Cinaed and Quiet Mornings

I woke up to a text from cinaed this morning; it was cute and made me yearn to be with them as they went about their day. However, thats not possible right now, so I got up, made a pot of tea and a quick breakfast of scrambled eggs, toast, and some fruit; as I was eating it, I had the urge to call, and boy was I glad I called, he was driving around where our old house was and visiting people, and he had to get off after a bit cause he was going to help with haying or something of the sort and something wonderful happened. He hung up the phone, or he thought he did, so I could hear the first part of the conversation with someone I hadn’t talked to in quite a while. It made me feel like a kid again sitting in the truck when someone pulled up to speak to him; it brought back memories of my childhood, smells of cut grass, horses, air after the rain and diesel, and the orange cleaner they use to clean oil off skin. It wasn’t much, but it made me grateful for when I was younger and wondering when he would stop talking. It seemed to take forever, younger me was a lot more dramatic than I am now, but I was always happy to be dragged places to see/talk with whoever as long as I was with Cinaed.

RECORDED DATA:
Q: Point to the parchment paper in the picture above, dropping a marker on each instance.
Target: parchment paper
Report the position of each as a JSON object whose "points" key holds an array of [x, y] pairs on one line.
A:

TO BE DONE:
1) In the piece about Cinaed and quiet mornings, what did the narrator have for breakfast?
2) Carry on the piece about Cinaed and quiet mornings, picking up after its final sentence.

EXPECTED OUTPUTS:
1) Scrambled eggs, toast, and some fruit.

2)
Its the highlight of the weekend; I spent sat cleaning the apartment (some left to do, but the majority of it done), cleaning out my room, getting rid of several things I dont need/use, doing laundry, taking care of the hamster’s cage and letting him run for a bit and ended the day reading outside till I got chilly and coming inside to curl up and read here. Having just got off ten day stretch this weekend is just what I needed; I didn’t push myself; I just did some things ive been wanting to do but didn’t have enough time or something along those lines. I also discovered something new; I can drink tea without adding anything to it, which I didn’t think would ever happen; it’s a pleasant surprise; Cinaed says it’s about time we’re getting to enjoy things properly, hahah. 

Im feeling homesick for my childhood, for not needing to rush and rush, the stresses of being an adult, among other things, the feeling of freedom and no pressure to be something others want me to be or to conform to. That’s all I have for this post; I will head off and finish my podcast episode tomorrow. It’s on a different book than I started, but I hope people like it.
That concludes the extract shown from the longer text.